Starting with the line that contains "Look at the photograph above. For each instance of the vintage" and going on through the line that contains "[(252, 166)]", reproduce only those lines, request lines included. Rescale every coordinate in the answers by multiplying it by 2.05 and rounding to a whole number, with halves rounded up.

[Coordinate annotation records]
◇ ◇ ◇ ◇ ◇ ◇ ◇

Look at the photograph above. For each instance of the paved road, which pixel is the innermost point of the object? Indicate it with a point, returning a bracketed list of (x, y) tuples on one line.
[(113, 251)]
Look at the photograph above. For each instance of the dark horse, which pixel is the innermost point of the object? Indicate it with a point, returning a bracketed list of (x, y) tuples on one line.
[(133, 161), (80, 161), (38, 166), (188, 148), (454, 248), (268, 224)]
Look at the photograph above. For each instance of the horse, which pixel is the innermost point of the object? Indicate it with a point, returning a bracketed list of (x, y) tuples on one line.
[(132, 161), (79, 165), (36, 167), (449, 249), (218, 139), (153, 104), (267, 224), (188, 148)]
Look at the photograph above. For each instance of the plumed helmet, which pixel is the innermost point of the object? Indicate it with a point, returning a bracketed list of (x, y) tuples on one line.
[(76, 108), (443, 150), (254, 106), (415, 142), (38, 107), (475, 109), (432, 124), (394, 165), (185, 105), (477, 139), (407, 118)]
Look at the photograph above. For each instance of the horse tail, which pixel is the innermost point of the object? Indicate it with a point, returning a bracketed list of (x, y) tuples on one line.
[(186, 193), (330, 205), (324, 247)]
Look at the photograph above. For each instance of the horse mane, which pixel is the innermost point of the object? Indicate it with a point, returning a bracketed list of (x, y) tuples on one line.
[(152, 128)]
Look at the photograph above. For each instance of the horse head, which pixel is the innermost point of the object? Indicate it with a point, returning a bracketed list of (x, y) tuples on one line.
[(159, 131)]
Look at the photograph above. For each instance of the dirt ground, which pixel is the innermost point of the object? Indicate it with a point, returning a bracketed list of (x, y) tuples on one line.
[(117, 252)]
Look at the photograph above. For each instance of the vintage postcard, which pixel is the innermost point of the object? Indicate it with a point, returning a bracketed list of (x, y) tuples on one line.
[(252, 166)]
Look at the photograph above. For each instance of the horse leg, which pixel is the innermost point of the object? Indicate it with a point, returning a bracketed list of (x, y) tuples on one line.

◇ ◇ ◇ ◇ ◇ ◇ ◇

Task solution.
Look at the photograph above. For each instance of the vintage postcard, which pixel is the innermost point of the object? Indicate it with a point, returning a bracketed list of (x, y) tuples on one line.
[(517, 340)]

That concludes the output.